> **Source extract**
GOAL 2014 Roundup: ‘Battle Against EMS Is Shifting’
The tide is turning on early mortality syndrome (EMS). That’s the No. 1 takeaway from the Day 1 program at the Global Aquaculture Alliance’s GOAL 2014 conference in Ho Chi Minh City, Vietnam.
On Oct. 8, GAA President George Chamberlain (pictured at right) lead a panel on health and disease management featuring Tim Flegel of the Thai National Science and Technology Development Agency, Loc Tran of Minh Phu Aquamekong ShrimpVet Lab at Vietnam’s Nong Lam University, Peter Marshall of R.S. Standards and Brendan Cowled of AusVet Animal Health Services.
In his 30-minute presentation on EMS, Chamberlain was the bearer of good news and bad news. First, the bad news. In the wake of EMS, new diseases are already appearing in shrimp in Asia — microsporidean parasites and a new nodavirus called covert mortality nodavirus.
Now, the good news. “The battle against EMS is shifting from guessing what to do to implementing what works,” said Chamberlain. There is no “silver bullet,” a single cure or disease prevention method, he explained. But global shrimp production is set to rebound thanks to a combination of better diagnostics and breeding, in addition to better practices at the farm, hatchery and feed-production levels.
Shrimp production will not grow without comprehensive disease management protocols, said Chamberlain. But these protocols are beginning to be employed. For example, deeper ponds with high yields—like the ones used in Pangasius farming in Vietnam—are being used in shrimp farming in China. Additionally, the industry is working more collaboratively that it ever has.

> **Referring expression pointing records**

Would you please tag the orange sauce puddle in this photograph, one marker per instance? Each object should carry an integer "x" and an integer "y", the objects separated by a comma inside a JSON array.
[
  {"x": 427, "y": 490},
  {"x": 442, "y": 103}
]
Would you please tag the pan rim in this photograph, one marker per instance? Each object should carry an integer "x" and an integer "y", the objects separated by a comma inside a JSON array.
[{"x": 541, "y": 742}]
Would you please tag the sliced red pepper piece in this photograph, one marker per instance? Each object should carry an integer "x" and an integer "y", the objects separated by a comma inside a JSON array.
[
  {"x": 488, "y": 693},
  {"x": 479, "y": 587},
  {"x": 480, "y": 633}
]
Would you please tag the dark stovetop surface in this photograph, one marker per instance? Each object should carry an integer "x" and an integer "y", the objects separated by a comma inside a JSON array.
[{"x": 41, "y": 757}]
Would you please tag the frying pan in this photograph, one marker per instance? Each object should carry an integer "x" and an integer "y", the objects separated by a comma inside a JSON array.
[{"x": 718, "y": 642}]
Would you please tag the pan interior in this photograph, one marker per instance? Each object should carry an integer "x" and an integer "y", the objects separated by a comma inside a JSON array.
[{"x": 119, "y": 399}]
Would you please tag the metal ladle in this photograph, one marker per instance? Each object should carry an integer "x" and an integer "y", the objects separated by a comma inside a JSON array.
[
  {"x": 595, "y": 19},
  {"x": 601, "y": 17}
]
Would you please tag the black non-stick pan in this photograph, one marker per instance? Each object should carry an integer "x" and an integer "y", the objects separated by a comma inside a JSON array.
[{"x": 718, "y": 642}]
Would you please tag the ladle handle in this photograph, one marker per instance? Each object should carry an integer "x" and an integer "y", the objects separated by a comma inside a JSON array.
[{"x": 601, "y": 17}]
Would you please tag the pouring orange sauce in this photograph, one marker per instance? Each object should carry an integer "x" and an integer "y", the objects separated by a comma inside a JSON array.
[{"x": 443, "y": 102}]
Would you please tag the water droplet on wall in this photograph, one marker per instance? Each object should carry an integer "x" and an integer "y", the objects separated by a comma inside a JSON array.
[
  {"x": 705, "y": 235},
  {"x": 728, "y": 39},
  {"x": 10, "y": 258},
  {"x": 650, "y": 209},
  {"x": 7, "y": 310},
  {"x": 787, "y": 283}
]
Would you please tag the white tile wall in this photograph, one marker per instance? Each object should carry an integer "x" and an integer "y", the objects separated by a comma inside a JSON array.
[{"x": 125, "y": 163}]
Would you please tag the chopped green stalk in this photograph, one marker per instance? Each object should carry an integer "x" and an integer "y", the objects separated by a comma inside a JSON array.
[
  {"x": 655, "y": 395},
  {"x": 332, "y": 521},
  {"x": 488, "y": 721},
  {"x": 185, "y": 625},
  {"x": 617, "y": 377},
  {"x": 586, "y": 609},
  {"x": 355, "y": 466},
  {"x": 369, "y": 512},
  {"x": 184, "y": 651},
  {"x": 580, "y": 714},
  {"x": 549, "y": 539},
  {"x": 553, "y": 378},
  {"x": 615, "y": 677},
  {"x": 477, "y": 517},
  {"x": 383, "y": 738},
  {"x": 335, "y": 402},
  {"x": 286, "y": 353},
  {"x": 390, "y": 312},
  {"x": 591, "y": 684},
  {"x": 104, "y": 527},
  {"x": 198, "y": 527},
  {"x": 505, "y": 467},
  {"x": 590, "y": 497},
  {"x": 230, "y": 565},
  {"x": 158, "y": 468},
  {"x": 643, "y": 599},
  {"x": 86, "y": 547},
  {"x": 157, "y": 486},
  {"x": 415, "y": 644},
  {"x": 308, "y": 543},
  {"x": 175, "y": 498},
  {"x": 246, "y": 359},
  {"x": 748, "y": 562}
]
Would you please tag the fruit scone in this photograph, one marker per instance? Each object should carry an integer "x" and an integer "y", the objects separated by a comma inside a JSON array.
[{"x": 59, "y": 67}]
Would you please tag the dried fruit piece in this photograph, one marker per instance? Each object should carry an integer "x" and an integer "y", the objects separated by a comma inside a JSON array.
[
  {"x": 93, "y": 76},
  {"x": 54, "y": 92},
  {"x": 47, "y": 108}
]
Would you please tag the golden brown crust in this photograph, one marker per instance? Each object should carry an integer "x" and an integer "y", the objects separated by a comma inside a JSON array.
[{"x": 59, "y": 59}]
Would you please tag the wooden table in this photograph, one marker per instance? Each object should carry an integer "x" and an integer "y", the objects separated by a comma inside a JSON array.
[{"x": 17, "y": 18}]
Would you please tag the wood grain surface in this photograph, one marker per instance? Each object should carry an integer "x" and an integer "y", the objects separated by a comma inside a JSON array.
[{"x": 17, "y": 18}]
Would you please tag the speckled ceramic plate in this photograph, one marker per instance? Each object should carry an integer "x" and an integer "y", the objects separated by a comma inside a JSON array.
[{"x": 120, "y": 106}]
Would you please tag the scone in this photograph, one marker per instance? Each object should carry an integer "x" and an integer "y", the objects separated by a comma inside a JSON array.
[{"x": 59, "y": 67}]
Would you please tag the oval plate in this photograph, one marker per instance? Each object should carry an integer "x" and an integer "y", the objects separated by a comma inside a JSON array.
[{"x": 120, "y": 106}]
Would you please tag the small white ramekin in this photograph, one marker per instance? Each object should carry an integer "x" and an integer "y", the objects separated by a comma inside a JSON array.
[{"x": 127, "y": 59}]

> **Study questions**
A. Please restate word for word the part of the EMS roundup starting at "Shrimp production will" and ending at "it ever has.".
B. Condense the paragraph of the EMS roundup that opens with "Now, the good news." into a short bulleted list that keeps its main facts.

> **Solutions to the problems**
A.
Shrimp production will not grow without comprehensive disease management protocols, said Chamberlain. But these protocols are beginning to be employed. For example, deeper ponds with high yields—like the ones used in Pangasius farming in Vietnam—are being used in shrimp farming in China. Additionally, the industry is working more collaboratively that it ever has.

B.
- Chamberlain said the fight against EMS is moving from guessing what to do to implementing what works.
- No single cure or disease prevention method exists.
- Global shrimp production is set to rebound through better diagnostics and breeding, plus better practices at the farm, hatchery and feed-production levels.